> [WORK TASK] In your copy, reproduce each entry exactly and include no picture.

(DATA PROVIDED begins)

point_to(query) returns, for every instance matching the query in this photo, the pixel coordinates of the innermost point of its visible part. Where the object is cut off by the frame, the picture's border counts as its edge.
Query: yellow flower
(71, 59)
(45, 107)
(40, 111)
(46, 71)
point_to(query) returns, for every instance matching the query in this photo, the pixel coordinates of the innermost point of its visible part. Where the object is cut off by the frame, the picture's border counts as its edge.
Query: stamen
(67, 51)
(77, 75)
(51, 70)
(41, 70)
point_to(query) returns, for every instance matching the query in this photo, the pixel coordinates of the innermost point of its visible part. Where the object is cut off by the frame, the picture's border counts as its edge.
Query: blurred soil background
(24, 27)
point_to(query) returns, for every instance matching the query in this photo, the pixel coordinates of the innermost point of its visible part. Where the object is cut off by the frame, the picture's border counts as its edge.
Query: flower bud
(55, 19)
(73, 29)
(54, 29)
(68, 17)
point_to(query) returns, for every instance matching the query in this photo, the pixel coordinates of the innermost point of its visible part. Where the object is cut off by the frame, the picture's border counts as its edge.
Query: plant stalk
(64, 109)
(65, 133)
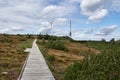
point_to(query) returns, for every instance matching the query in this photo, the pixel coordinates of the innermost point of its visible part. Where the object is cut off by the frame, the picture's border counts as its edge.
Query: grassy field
(59, 58)
(81, 60)
(12, 55)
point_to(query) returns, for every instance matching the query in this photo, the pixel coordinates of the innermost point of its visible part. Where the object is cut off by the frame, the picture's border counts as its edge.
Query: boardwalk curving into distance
(36, 67)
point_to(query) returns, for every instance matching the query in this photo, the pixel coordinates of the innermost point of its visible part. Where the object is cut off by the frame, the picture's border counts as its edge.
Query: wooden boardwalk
(36, 67)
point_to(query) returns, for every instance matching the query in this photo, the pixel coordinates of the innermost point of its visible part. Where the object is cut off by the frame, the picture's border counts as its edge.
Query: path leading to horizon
(36, 67)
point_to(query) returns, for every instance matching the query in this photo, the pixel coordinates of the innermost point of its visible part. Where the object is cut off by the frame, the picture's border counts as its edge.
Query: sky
(91, 19)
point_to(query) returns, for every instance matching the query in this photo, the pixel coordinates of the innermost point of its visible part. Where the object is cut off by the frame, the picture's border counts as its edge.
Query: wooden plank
(36, 67)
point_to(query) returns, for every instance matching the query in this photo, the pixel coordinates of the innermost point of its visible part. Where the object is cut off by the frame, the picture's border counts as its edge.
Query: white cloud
(60, 21)
(98, 15)
(12, 29)
(93, 9)
(107, 30)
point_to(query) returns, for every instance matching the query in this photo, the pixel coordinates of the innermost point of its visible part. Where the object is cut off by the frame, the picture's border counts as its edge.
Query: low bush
(104, 66)
(51, 58)
(58, 45)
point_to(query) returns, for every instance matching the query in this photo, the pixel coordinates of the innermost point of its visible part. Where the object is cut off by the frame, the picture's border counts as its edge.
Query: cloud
(107, 30)
(93, 9)
(90, 31)
(12, 29)
(60, 21)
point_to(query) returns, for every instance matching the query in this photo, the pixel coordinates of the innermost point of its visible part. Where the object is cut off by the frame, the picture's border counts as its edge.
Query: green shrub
(104, 66)
(51, 58)
(58, 45)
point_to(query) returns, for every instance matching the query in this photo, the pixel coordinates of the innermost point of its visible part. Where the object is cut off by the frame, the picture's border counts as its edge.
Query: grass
(103, 66)
(59, 59)
(84, 60)
(12, 55)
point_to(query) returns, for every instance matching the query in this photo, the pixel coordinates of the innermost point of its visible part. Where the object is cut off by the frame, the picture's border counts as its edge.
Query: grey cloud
(90, 31)
(107, 30)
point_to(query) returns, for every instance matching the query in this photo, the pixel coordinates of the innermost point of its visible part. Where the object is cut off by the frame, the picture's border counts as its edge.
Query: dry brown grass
(63, 59)
(11, 57)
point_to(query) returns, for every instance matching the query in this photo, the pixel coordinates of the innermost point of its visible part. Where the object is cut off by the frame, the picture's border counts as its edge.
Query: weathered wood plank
(36, 67)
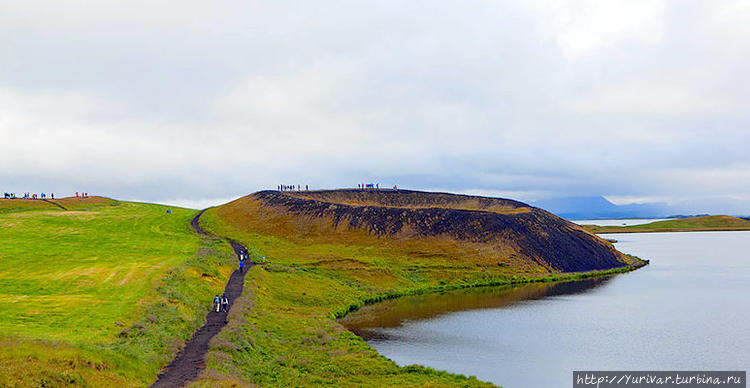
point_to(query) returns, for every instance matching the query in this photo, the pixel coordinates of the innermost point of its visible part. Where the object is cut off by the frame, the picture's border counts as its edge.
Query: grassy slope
(283, 331)
(103, 294)
(692, 224)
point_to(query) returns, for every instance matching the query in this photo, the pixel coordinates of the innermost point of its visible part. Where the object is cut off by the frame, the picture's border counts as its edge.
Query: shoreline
(571, 276)
(610, 230)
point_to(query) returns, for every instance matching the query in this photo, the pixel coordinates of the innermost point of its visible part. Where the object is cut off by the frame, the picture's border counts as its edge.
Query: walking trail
(190, 361)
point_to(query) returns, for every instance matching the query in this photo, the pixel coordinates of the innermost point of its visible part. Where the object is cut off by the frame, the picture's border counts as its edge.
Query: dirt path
(190, 361)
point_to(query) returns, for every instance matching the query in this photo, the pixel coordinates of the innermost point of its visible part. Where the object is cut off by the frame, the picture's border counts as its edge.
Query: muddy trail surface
(190, 361)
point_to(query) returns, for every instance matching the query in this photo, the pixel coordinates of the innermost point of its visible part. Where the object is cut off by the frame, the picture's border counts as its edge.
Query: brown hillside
(469, 229)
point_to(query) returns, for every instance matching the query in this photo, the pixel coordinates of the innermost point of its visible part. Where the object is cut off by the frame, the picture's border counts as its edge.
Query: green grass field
(691, 224)
(104, 293)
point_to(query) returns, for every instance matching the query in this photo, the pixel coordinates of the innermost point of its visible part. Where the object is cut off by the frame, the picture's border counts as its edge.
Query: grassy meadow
(690, 224)
(283, 331)
(103, 293)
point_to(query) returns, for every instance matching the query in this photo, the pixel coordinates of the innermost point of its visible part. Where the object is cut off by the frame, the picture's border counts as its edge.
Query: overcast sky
(200, 102)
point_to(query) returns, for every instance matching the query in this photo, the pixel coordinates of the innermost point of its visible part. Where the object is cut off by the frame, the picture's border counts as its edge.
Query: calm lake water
(620, 222)
(688, 310)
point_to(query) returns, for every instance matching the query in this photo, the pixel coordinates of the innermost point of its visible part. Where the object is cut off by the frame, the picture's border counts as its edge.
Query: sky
(203, 102)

(DATA PROVIDED ends)

> [WRITTEN RESPONSE]
point_to(query) returns, for every instance matching the query in this photo, the pixel coordinates of the innermost point of its visible part. Where the object is cut off by the frame, the picture's border counts as its edge.
Query: yellow flower
(71, 59)
(45, 107)
(40, 111)
(46, 71)
point_to(query) returns, for every instance matching the query in this photo, the pixel coordinates of the innermost point of its visible part. Where the object is cut off by the frame, the picture's border counts as its edge.
Query: stamen
(67, 51)
(77, 75)
(51, 70)
(41, 70)
point_to(query) returns, for every instance matching the query in this photo, the pixel coordinates of the innermost point of its visible part. Where the object is cut off by the frame, the picture's border counts as its edge.
Query: blurred soil background
(24, 27)
point_to(query) returns, for every instance matching the query in this photo, the pixel coordinates of the innermost point of its visible part. Where the object is cut off by the frame, the picture's border counts as its edge.
Query: flower bud
(55, 19)
(73, 29)
(54, 29)
(68, 17)
point_to(query) returns, for every instance matching the query in this photo, the pixel coordinates of the innermost point of its visible part. Where the object is cut off by the frame, the picture's border counts as its edge.
Query: plant stalk
(64, 109)
(65, 133)
point_to(query) returns, for every instance matching the query in this photo, the pixel coordinates of the innermost point of its visible part. Where the object is cut off by the frame, the picture's border counts as its edge.
Query: grassy field
(59, 58)
(81, 60)
(12, 55)
point_to(query) returns, for every instance matching the query in this photo, the pixel coordinates of the innermost point of its visible part. Where the object is cut off by the frame, the picture's border counts as its edge.
Query: boardwalk curving into distance
(36, 67)
point_to(query) returns, for every instance matching the query in this photo, the pixel coordinates of the innermost point of its visible part. Where the object is cut off by the frame, the picture's border counts as its edge.
Query: wooden boardwalk
(36, 67)
point_to(query) returns, for every instance matching the query in this photo, the pixel coordinates of the innermost point of its visible part. Where the object is cut off by the frame, the picture's border counts as its edge.
Query: path leading to horizon
(36, 67)
point_to(query) returns, for every instance matching the query in this photo, the pixel coordinates of the innermost point of its visible part. Where the object is cut off by the frame, the picture's border counts as its edge.
Query: sky
(91, 19)
point_to(query) returns, for every instance matching the query in this photo, the pixel coordinates of the innermost point of its visible part. Where the object is cut off by the frame, the picture's border counts as its edge.
Query: wooden plank
(36, 67)
point_to(query) returns, for every instance matching the query in this photo, the pixel coordinates of the innermost point of its visible part. Where the object is cut off by the frame, the picture's border counts as its edge.
Query: white cloud
(60, 21)
(98, 15)
(12, 29)
(93, 9)
(107, 30)
point_to(query) returns, for every instance matching the query in this photo, the pixel coordinates of the innermost point of its visible part. Where the object is cut off by the frame, the picture's border counts as its edge.
Query: low bush
(104, 66)
(51, 58)
(58, 45)
point_to(query) returns, for every instance matching the query in this photo, the pixel coordinates of the innermost point of its visible part. Where the object is cut off by the frame, the picture's border counts as its edge.
Query: cloud
(107, 30)
(93, 9)
(90, 31)
(12, 29)
(60, 21)
point_to(query) returns, for every instance matching the query in this photo, the pixel coordinates of the innermost point of its visible part. Where the object is cut off by the frame, the picture's border counts as its edge.
Query: green shrub
(104, 66)
(51, 58)
(58, 45)
point_to(query) returns, for every instance matching the query in this photo, the pixel coordinates of the innermost point of its visible part. Where the object is cut off by the frame, the picture's border counts as its edge.
Query: grass
(103, 66)
(59, 59)
(84, 60)
(12, 55)
point_to(query) returns, for every instance matching the query in this photo, the pixel coordinates of the innermost point of its visible part. Where the object is cut off by the frame, the picture's border counts as its edge.
Query: grey cloud
(90, 31)
(107, 30)
point_to(query) returns, for every instance matching the query in this photo, the pixel coordinates of the innermost point of its visible part. Where the object is cut off by the frame, the picture's border counts as its edge.
Query: dry brown grass
(63, 59)
(11, 57)
point_to(query) returns, for every instance matching the query in this photo, the pixel coordinates of the innermost point of its visible part. Where the object is cut off by the frame, the picture's border counts as its edge.
Query: weathered wood plank
(36, 67)
point_to(query) returns, for every instance matching the query in this photo, the pixel coordinates of the innermost point of its visible part. Where the object is cut off by the frame, the picture's border counts as its edge.
Query: grassy slope
(283, 331)
(103, 294)
(692, 224)
point_to(query) returns, for every instance matching the query in this photo, the pixel coordinates of the innermost point of its visible part. Where the object is cut off by the frame, the picture's border counts as its edge.
Query: shoreline
(571, 276)
(610, 230)
point_to(query) returns, for every instance matching the query in this photo, the pixel coordinates of the innermost point of its visible part. Where the object is cut off by the frame, the picture's border counts as its edge.
Query: walking trail
(190, 361)
point_to(query) returns, for every instance matching the query in this photo, the pixel coordinates of the innermost point of its visible part. Where the object is cut off by the frame, the picture's border counts as its edge.
Query: dirt path
(190, 361)
point_to(query) returns, for every instance matching the query in this photo, the pixel coordinates of the innermost point of its visible part. Where the object is cut off by the frame, the picture's border counts as its edge.
Query: muddy trail surface
(190, 361)
point_to(query) returns, for every instance matching the query in this photo, the pixel coordinates of the innermost point of its visible part. Where the object is cut off by the frame, the picture's border counts as its edge.
Query: brown hillside
(469, 229)
point_to(query) returns, for every instance matching the query in this photo, the pixel coordinates of the innermost point of its visible part. Where the object is cut off by the frame, the picture's border counts as its edge.
Query: green grass field
(691, 224)
(104, 293)
point_to(query) returns, for every instance matching the query in this photo, the pixel coordinates of the innermost point of its visible part. Where the object is cut off by the frame, the picture's border counts as its edge.
Query: grassy meadow
(690, 224)
(283, 331)
(103, 293)
point_to(query) returns, for every instance matching the query in this photo, the pixel coordinates of the innermost point of its visible part. Where the object is cut off by the frame, the picture's border counts as its edge.
Query: overcast sky
(200, 102)
point_to(query) returns, for every instance matching the query in this photo, the pixel coordinates of the innermost point of its visible part. Where the object is cut off by the frame, the picture's border counts as its edge.
Query: calm lake water
(620, 222)
(688, 310)
point_to(query) returns, for every instance matching the query in this photo, the pixel coordinates of the innermost point of its visible part. Where the object is cut off by the frame, the picture's border counts as its edge.
Query: sky
(203, 102)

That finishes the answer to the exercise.